■ **Prompt**
With the pictures removed, please write out every line below exactly as given.

■ **Records to process**
[Start of section]

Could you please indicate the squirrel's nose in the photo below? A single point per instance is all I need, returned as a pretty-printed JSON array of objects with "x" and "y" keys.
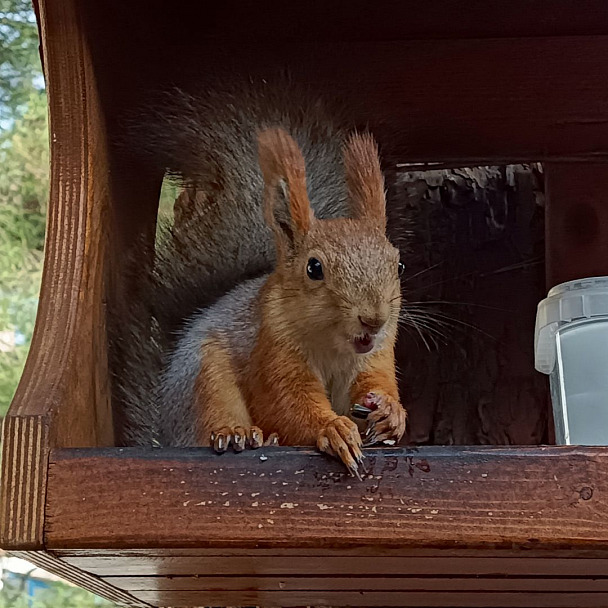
[{"x": 372, "y": 324}]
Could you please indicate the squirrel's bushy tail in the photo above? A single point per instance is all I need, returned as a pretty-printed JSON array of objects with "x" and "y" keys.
[{"x": 208, "y": 143}]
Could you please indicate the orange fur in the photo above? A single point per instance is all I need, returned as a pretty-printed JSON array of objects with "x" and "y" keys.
[
  {"x": 304, "y": 351},
  {"x": 364, "y": 178},
  {"x": 280, "y": 158},
  {"x": 219, "y": 401}
]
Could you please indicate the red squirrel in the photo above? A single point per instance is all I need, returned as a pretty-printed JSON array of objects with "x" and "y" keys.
[{"x": 287, "y": 352}]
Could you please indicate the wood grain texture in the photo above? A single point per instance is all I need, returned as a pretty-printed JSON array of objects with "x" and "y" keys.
[
  {"x": 384, "y": 20},
  {"x": 473, "y": 241},
  {"x": 24, "y": 463},
  {"x": 376, "y": 562},
  {"x": 411, "y": 599},
  {"x": 87, "y": 581},
  {"x": 576, "y": 221},
  {"x": 467, "y": 101},
  {"x": 356, "y": 584},
  {"x": 428, "y": 498}
]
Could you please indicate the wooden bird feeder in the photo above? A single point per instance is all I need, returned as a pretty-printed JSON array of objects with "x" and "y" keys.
[{"x": 461, "y": 83}]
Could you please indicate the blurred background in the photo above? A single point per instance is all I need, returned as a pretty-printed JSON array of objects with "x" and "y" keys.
[{"x": 24, "y": 159}]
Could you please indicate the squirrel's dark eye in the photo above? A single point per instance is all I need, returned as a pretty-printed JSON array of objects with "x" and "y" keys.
[{"x": 314, "y": 269}]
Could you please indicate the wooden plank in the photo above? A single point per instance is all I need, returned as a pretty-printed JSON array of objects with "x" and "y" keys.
[
  {"x": 576, "y": 221},
  {"x": 338, "y": 566},
  {"x": 358, "y": 584},
  {"x": 24, "y": 465},
  {"x": 457, "y": 101},
  {"x": 412, "y": 599},
  {"x": 432, "y": 497},
  {"x": 567, "y": 554},
  {"x": 358, "y": 20},
  {"x": 85, "y": 580},
  {"x": 69, "y": 323}
]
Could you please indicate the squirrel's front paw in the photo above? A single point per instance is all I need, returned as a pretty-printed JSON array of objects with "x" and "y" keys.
[
  {"x": 386, "y": 421},
  {"x": 240, "y": 437},
  {"x": 341, "y": 438}
]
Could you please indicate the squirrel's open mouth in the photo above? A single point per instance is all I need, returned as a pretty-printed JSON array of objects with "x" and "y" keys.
[{"x": 364, "y": 344}]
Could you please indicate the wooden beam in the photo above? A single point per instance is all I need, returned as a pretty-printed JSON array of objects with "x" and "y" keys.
[
  {"x": 282, "y": 497},
  {"x": 470, "y": 101},
  {"x": 58, "y": 401},
  {"x": 361, "y": 21},
  {"x": 414, "y": 599},
  {"x": 576, "y": 221}
]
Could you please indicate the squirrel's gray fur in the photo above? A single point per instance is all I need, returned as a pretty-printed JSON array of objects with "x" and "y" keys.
[{"x": 208, "y": 143}]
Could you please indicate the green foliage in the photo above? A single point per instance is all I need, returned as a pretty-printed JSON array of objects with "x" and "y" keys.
[
  {"x": 23, "y": 194},
  {"x": 57, "y": 595},
  {"x": 19, "y": 62}
]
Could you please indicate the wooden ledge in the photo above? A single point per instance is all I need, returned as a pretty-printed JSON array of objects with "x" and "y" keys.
[{"x": 532, "y": 498}]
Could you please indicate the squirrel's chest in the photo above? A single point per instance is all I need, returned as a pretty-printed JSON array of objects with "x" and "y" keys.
[{"x": 337, "y": 379}]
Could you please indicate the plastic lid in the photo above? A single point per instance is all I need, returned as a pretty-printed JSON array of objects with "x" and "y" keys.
[{"x": 572, "y": 301}]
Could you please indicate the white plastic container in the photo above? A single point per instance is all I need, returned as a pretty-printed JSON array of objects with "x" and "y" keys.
[{"x": 571, "y": 346}]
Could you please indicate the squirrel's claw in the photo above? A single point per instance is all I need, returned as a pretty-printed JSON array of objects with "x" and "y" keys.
[
  {"x": 386, "y": 423},
  {"x": 221, "y": 440},
  {"x": 272, "y": 441},
  {"x": 340, "y": 438},
  {"x": 240, "y": 437}
]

[End of section]

■ **Response area**
Could you please indicate the squirrel's nose in the photo below? A single point per instance is all I need, returned as a pretty-printed JSON array of objects with "x" and "y" keys.
[{"x": 372, "y": 324}]
Could you please indicate the squirrel's bushy tail in the photo above? A single point per instance is all I need, returned as a pretty-printed JSON array of objects with "x" and "y" keys.
[{"x": 208, "y": 143}]
Could you please indicate the orange fur in the photo above? A single point per instance is all I need, returned as a pretty-printed JSON array of objects with "x" and "y" keys.
[
  {"x": 304, "y": 351},
  {"x": 364, "y": 178},
  {"x": 280, "y": 158},
  {"x": 219, "y": 401}
]
Could you please indicate the red squirrel in the photo above? A single point per instance is all I need, returned as a pretty-printed JSON array of objects with "x" and "y" keys.
[{"x": 287, "y": 352}]
Could you please indicate the wood grain texture in the photo above? A single point per instance is all I need, returned as a pretty-printed JSON array of objects with "x" and "y" keys.
[
  {"x": 384, "y": 20},
  {"x": 473, "y": 241},
  {"x": 24, "y": 463},
  {"x": 376, "y": 562},
  {"x": 411, "y": 599},
  {"x": 87, "y": 581},
  {"x": 576, "y": 221},
  {"x": 467, "y": 101},
  {"x": 356, "y": 584},
  {"x": 428, "y": 498}
]
Could you please indicate the wooden bird feeder in the photo above? A single point per instance is all I need, returned as a pretty-printed JSON array of objects with "x" and "y" keys.
[{"x": 461, "y": 83}]
Could you please indicate the blurred background in the photo above? A single point per instance is all I need, returned as a pretty-printed JSON array of objects with "x" and "y" keys.
[{"x": 24, "y": 159}]
Could you please indicate the squirrel's dark eye in the photo above? A single point per instance is all I need, returned as a pretty-printed JSON array of objects with "x" and "y" keys.
[{"x": 314, "y": 269}]
Could you please indicate the wooden plank in the photo above? A single point per instance is all I need, returned as a pretty-printed JSON array of objects with "x" and "y" keys.
[
  {"x": 576, "y": 221},
  {"x": 338, "y": 566},
  {"x": 358, "y": 584},
  {"x": 24, "y": 465},
  {"x": 457, "y": 101},
  {"x": 412, "y": 599},
  {"x": 432, "y": 497},
  {"x": 567, "y": 554},
  {"x": 358, "y": 20},
  {"x": 85, "y": 580},
  {"x": 69, "y": 323}
]
Could you please indicate the squirrel's front paw in the photo above? A single point per instance is all I need, returned as a pretty-printed JSON array of objects with "x" and "y" keys.
[
  {"x": 386, "y": 421},
  {"x": 240, "y": 437},
  {"x": 341, "y": 438}
]
Could you please indicate the squirrel's open mouth in the photo above? A single point per instance is all I need, returned as a pretty-printed JSON array of objects with "x" and "y" keys.
[{"x": 364, "y": 344}]
Could you please indicate the wooden beam in the photo above? A single point per instance is all I need, returned as a pretty-printed JSON array of objects with "x" and "y" keys.
[
  {"x": 282, "y": 497},
  {"x": 470, "y": 101},
  {"x": 58, "y": 401},
  {"x": 361, "y": 21},
  {"x": 414, "y": 599},
  {"x": 576, "y": 221}
]
Could you please indicate the squirrel's gray fur in the photo above? A single point per instance is all I need, returned as a pretty-printed JSON array of objects with "x" and "y" keys.
[{"x": 208, "y": 143}]
Could you please indicate the green foliage in the photo above? A single point per instance is all I need, returned as a pretty-printed JSON array of objects with "x" and "y" keys.
[
  {"x": 23, "y": 194},
  {"x": 57, "y": 595},
  {"x": 19, "y": 62}
]
Could you please indicate the wooden ledge in the photo above? A single point per instance is all I need, returned as a pretty-printed JSON array of objects with "x" and "y" keys.
[{"x": 532, "y": 498}]
Could you please indicate the squirrel's chest in the photo above? A single point per instance is all I need, returned as a pretty-printed JSON array of objects with "x" and "y" keys.
[{"x": 337, "y": 379}]
Could you please indicate the plastic lid in the photo above? A single point per instance is all I need, returned as a pretty-printed JSON array of objects with "x" and "y" keys.
[{"x": 572, "y": 301}]
Could you please indicate the white plastic container in the photo above? A single point per instance is all I need, returned as a pretty-printed JSON array of objects with "x" and "y" keys.
[{"x": 571, "y": 346}]
Could you please indicate the squirrel's claw in the photo above? A single point per instance is all I need, returned as a pretty-printed JSON array of objects with "x" and "y" keys.
[
  {"x": 386, "y": 423},
  {"x": 221, "y": 440},
  {"x": 272, "y": 441},
  {"x": 340, "y": 438},
  {"x": 240, "y": 437}
]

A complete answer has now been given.